#### [What you should do]
State how many lines in the data below contain the string "before". Reply with the number alone.

BEGIN Input data

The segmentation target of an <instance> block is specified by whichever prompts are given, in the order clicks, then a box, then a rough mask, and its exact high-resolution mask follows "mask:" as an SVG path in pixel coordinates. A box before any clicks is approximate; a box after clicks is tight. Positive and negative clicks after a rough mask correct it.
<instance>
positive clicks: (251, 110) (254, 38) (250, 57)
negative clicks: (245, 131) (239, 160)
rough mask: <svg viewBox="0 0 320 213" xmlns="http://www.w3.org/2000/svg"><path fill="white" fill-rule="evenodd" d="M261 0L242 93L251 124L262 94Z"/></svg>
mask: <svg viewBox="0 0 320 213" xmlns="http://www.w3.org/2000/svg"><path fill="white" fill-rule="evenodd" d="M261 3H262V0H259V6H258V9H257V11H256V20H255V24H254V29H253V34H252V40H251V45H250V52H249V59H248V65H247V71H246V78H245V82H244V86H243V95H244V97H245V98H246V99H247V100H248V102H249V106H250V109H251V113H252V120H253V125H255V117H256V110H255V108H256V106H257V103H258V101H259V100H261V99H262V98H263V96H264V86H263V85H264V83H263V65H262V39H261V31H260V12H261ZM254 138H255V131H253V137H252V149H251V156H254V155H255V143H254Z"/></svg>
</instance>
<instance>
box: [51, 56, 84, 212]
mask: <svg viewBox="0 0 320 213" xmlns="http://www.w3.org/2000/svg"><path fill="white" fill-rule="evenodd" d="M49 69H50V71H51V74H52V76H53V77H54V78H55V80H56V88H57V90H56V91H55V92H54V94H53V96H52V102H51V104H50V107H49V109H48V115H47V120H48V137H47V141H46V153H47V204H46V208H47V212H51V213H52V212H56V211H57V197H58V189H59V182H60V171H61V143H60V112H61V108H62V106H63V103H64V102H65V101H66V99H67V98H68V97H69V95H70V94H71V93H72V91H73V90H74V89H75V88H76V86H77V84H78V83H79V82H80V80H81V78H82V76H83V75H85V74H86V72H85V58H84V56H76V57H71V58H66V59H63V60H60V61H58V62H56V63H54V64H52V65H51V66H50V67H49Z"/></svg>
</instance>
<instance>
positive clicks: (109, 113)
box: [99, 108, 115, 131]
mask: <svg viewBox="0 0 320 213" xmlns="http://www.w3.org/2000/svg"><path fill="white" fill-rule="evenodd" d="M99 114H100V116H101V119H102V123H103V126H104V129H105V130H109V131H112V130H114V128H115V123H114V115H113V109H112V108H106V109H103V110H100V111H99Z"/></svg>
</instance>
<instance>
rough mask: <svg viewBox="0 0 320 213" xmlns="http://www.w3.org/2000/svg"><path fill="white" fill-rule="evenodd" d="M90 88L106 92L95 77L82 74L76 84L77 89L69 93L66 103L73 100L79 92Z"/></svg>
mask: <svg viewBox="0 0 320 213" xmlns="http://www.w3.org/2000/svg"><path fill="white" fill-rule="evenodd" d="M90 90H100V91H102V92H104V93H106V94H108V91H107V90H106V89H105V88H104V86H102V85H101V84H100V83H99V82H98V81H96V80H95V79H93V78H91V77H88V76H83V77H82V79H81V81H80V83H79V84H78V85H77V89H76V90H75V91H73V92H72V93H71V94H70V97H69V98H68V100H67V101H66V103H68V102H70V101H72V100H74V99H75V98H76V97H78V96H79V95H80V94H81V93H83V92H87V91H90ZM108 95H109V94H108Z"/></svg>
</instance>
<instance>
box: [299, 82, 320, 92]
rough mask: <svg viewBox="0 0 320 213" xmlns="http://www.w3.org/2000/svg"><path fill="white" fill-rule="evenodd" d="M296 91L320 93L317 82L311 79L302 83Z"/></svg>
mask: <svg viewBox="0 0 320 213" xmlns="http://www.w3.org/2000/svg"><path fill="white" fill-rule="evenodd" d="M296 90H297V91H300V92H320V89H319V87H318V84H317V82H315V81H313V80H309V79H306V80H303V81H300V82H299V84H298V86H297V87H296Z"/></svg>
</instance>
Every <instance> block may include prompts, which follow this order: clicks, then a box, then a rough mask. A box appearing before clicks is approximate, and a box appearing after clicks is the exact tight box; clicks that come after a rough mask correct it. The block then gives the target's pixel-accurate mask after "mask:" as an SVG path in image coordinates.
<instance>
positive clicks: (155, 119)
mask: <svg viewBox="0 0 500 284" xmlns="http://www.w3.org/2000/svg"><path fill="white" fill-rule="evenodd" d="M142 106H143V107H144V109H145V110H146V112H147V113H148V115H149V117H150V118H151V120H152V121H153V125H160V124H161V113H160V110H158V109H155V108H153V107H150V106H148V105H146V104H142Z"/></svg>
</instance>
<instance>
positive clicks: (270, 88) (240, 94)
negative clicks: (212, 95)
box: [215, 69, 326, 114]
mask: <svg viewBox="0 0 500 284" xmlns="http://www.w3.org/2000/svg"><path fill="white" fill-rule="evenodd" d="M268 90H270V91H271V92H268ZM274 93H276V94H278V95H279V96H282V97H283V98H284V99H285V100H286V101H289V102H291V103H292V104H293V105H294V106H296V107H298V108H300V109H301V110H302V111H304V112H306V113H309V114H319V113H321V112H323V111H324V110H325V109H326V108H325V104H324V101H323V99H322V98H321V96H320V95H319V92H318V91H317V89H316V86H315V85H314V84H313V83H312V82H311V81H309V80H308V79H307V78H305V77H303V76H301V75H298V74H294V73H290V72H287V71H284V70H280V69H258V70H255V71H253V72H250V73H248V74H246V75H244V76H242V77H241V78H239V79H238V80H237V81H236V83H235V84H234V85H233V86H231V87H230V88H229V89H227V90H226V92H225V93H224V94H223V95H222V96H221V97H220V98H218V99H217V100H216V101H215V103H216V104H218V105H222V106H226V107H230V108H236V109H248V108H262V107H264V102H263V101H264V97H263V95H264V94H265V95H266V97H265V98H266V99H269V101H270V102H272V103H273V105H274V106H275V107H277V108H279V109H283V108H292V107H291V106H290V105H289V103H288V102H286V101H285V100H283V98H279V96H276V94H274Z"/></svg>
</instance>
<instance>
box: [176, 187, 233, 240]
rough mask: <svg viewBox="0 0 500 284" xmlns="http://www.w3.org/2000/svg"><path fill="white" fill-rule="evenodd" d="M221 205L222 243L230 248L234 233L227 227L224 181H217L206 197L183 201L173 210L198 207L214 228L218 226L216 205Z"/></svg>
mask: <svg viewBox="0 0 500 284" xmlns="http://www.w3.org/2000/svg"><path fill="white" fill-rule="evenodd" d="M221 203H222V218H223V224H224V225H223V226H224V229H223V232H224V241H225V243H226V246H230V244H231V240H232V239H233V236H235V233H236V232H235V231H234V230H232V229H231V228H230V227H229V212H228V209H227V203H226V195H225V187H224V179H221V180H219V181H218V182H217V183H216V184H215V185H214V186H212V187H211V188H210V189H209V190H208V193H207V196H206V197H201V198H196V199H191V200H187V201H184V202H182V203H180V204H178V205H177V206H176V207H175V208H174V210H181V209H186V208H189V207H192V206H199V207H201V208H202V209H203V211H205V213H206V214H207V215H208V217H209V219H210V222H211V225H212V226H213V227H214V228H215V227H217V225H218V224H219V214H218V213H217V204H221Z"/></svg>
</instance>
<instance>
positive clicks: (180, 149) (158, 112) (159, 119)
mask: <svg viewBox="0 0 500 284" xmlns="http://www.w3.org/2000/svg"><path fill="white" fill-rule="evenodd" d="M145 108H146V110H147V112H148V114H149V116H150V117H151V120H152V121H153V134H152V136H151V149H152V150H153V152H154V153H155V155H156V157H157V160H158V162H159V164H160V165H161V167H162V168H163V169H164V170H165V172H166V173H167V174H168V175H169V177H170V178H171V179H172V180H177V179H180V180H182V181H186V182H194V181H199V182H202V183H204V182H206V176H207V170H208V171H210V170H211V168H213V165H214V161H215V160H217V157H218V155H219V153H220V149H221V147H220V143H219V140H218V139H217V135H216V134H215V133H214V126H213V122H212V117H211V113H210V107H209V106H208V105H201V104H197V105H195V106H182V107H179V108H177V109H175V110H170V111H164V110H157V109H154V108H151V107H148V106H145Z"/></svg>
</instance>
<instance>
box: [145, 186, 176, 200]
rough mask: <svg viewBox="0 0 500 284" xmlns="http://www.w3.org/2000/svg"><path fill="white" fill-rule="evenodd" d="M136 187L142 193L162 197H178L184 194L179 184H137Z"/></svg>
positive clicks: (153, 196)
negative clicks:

END Input data

#### [Exercise response]
2